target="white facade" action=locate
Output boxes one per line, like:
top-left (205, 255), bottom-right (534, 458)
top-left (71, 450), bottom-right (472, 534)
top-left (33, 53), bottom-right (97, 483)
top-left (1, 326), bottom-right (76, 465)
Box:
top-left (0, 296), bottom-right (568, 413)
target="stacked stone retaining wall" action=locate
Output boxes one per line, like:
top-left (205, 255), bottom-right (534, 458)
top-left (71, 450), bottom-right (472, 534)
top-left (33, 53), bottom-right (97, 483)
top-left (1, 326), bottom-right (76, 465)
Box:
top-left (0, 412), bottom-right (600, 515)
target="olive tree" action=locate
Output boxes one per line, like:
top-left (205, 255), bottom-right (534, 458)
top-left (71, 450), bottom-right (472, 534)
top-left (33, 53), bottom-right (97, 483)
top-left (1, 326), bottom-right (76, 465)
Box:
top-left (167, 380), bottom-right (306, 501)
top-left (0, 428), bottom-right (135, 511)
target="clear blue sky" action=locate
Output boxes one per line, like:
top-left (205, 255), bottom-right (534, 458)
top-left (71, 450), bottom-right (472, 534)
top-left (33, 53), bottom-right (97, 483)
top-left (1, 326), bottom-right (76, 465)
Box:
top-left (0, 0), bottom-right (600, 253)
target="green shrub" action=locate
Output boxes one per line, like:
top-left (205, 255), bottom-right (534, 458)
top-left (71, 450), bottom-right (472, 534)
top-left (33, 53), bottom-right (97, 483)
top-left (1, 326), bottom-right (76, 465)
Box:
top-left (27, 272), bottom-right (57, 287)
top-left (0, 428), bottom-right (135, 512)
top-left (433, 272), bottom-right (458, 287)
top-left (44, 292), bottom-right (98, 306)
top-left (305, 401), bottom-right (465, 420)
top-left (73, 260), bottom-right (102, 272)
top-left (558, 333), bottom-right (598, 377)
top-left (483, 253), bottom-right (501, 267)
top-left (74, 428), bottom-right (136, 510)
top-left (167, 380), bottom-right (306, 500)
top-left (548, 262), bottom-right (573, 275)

■ Exercise details ■
Give back every line of the records above word for word, leaving nothing out and adding nothing.

■ Solved exercise ■
target="white facade" action=locate
Output boxes one per line, like:
top-left (205, 255), bottom-right (534, 458)
top-left (71, 450), bottom-right (472, 534)
top-left (33, 53), bottom-right (97, 483)
top-left (1, 326), bottom-right (76, 465)
Box:
top-left (0, 296), bottom-right (568, 413)
target="stacked stone retaining wall" action=locate
Output boxes one per line, like:
top-left (205, 255), bottom-right (534, 458)
top-left (71, 450), bottom-right (472, 534)
top-left (33, 53), bottom-right (97, 483)
top-left (1, 326), bottom-right (76, 465)
Box:
top-left (0, 412), bottom-right (600, 515)
target="olive tree" action=locate
Output boxes one per line, like:
top-left (205, 255), bottom-right (534, 458)
top-left (71, 450), bottom-right (472, 534)
top-left (33, 53), bottom-right (97, 483)
top-left (1, 326), bottom-right (76, 465)
Box:
top-left (167, 380), bottom-right (306, 501)
top-left (0, 428), bottom-right (135, 511)
target="clear blue sky" action=locate
Output boxes one per line, like:
top-left (205, 255), bottom-right (534, 458)
top-left (71, 450), bottom-right (472, 534)
top-left (33, 53), bottom-right (97, 483)
top-left (1, 326), bottom-right (76, 465)
Box:
top-left (0, 0), bottom-right (600, 253)
target="green shrub" action=locate
Output boxes one per line, like:
top-left (205, 255), bottom-right (534, 458)
top-left (71, 450), bottom-right (472, 534)
top-left (33, 53), bottom-right (97, 483)
top-left (1, 326), bottom-right (76, 465)
Box:
top-left (27, 272), bottom-right (57, 287)
top-left (0, 428), bottom-right (135, 512)
top-left (433, 272), bottom-right (458, 287)
top-left (44, 292), bottom-right (98, 306)
top-left (305, 401), bottom-right (465, 420)
top-left (73, 260), bottom-right (102, 272)
top-left (558, 333), bottom-right (598, 377)
top-left (483, 253), bottom-right (501, 267)
top-left (74, 428), bottom-right (136, 510)
top-left (167, 380), bottom-right (306, 500)
top-left (548, 262), bottom-right (573, 275)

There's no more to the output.